Definition & Overview
Countless organisms, such as bacteria, parasites, viruses, or fungi thrive in the body. While the body doesn't pay much attention to some of them, some can cause diseases that can affect greatly on a person's health. In some cases, they are not satisfied with their host; they'll infect another host given the opportunity. These are called infectious diseases.
There are quite a number of infectious diseases and they infect millions of people worldwide. A great example is Salmonella, which is a foodborne bacteria and infectious disease. According to the Center for Disease Control, there were 53,800 new Salmonella cases in 2012 alone.
Some of the most common infectious diseases are tuberculosis, malaria, and AIDS. These diseases cause over 5 million deaths every year. Deaths due to infectious diseases are mostly caused by lack of treatment or when people with an infectious disease fail to seek treatment for the condition until it's too late.
With the right treatment, most infectious diseases can be cured. A good example is tuberculosis. In the past, no cure for this disease was available. However, when a cure was discovered, millions of lives around the globe were saved, especially when prompt treatment was provided.
Nowadays, it's easy to be infected with any type of disease because they can spread in a variety of ways. Some diseases are airborne, while others spread through body fluids. Below are the most common ways diseases are transferred from one person to another.
- Direct contact with an infected person
- Through the skin
- Through saliva
- Through urine
- Sexual contact
- Contaminated food and water
- Blood and other secretions
When you should see a Doctor
A person with an infectious disease will normally display symptoms. Most diseases have similar symptoms, especially when they had just begun. However, when the disease progresses, the symptoms can get more serious and cause life-threatening conditions.

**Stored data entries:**

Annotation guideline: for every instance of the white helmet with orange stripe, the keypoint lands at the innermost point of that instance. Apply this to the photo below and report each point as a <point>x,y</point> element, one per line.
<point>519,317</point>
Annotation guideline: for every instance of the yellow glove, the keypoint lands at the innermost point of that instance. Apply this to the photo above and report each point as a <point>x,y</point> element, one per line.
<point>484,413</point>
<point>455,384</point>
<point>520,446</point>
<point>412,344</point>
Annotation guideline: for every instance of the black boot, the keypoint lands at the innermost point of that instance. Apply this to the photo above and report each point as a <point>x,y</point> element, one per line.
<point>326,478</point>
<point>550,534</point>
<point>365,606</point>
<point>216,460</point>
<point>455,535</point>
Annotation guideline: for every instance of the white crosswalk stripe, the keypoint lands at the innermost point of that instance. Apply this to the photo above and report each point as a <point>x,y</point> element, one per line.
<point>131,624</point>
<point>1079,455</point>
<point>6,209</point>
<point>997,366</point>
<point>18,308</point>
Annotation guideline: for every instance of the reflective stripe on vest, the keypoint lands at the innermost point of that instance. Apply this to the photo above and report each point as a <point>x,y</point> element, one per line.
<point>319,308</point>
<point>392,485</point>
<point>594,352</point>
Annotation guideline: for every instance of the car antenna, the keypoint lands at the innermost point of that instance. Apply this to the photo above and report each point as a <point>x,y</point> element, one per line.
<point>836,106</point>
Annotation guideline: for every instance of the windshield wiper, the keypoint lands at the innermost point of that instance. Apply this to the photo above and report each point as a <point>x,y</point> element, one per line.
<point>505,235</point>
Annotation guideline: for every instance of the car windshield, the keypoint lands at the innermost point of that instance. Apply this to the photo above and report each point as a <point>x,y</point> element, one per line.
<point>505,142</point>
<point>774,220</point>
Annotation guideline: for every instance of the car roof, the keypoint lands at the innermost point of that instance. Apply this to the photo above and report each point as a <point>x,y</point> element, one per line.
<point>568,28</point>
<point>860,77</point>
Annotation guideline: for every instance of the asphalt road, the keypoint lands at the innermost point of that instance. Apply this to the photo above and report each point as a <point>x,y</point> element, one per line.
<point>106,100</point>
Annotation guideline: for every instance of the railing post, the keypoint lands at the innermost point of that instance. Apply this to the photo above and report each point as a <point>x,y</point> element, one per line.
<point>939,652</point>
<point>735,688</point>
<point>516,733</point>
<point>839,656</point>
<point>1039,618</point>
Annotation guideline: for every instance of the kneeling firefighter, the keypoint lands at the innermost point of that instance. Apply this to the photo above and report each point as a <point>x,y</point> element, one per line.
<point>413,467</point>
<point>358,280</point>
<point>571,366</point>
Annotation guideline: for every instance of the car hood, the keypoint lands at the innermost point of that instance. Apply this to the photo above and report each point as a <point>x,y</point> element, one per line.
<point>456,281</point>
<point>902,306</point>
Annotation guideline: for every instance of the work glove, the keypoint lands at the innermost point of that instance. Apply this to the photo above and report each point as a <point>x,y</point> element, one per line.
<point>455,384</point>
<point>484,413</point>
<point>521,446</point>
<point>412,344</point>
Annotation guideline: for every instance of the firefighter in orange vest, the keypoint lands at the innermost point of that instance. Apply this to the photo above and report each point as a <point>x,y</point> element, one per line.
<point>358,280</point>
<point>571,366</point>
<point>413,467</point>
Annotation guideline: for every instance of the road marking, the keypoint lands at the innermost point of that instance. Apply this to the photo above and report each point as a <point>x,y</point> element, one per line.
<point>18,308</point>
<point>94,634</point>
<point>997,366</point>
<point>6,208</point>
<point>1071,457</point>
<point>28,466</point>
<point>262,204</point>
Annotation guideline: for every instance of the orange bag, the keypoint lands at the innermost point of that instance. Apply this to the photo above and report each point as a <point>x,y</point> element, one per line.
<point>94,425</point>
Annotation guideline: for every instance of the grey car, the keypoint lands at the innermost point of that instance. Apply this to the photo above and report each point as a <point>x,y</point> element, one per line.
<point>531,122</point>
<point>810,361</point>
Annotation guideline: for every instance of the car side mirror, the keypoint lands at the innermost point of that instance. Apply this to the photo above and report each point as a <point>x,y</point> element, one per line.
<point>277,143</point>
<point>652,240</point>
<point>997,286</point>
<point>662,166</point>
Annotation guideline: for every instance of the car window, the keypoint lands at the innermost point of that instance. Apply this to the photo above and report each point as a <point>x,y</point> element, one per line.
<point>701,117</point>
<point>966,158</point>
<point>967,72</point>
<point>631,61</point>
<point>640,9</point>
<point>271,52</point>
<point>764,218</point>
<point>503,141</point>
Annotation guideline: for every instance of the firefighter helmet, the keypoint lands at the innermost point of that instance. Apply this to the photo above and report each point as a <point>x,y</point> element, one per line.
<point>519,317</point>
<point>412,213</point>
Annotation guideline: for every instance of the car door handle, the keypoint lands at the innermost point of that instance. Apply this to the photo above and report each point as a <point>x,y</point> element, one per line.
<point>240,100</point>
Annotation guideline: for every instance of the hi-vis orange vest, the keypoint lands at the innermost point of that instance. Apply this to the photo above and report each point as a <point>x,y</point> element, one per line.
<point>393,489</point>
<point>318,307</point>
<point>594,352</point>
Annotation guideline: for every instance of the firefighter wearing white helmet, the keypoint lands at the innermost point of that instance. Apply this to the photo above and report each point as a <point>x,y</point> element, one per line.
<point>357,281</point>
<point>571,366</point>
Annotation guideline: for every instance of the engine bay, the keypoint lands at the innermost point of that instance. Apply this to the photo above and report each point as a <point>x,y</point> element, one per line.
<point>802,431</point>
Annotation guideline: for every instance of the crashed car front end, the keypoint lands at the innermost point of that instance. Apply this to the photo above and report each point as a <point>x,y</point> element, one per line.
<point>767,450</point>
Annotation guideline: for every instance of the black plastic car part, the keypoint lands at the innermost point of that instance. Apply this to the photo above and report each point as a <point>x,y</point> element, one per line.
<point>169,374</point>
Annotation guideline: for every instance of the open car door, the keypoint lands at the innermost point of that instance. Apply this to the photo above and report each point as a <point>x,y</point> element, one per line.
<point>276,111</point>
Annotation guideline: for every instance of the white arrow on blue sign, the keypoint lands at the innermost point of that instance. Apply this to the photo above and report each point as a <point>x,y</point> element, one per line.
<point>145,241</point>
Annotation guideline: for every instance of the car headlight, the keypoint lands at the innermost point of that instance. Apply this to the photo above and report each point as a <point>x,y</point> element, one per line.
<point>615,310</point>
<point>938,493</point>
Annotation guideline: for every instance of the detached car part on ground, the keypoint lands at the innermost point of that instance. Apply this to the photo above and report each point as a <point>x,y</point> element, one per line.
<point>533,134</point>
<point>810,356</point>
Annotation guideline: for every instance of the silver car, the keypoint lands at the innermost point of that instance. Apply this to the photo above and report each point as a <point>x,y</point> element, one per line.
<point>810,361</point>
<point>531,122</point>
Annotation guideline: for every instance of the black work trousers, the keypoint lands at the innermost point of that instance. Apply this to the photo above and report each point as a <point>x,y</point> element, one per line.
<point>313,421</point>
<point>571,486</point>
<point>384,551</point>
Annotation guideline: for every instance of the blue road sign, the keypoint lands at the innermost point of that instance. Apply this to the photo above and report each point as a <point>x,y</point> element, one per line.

**What the task asks:** Please extend the infectious diseases text above, picking up right after its final sentence.

**Result of the task:**
The general symptoms of infectious diseases are fever, body ache, fatigue, and diarrhea. These will progress unless treatment has been provided. Therefore, it's imperative that you seek medical treatment as soon as you notice the symptoms or if you experience any of the following:
- Coughs lasting more than a week
- Rash or swelling
- Sudden eyesight problems
- Unexplained fever or prolonged fever
- Breathing difficulties
- Severe headaches
- An animal bite
The doctor will diagnose your condition and determine the exact type of infectious disease. Some diseases can be treated at home using antibiotics and other medications, but some will need to be treated in a hospital setting. Isolations are sometimes needed to prevent the disease from spreading to the community. If you feel sick or believe that you have a disease, consult your doctor immediately. You have no way of knowing what type of disease you've been infected with, and you're risking the health and lives of your loved ones until you do.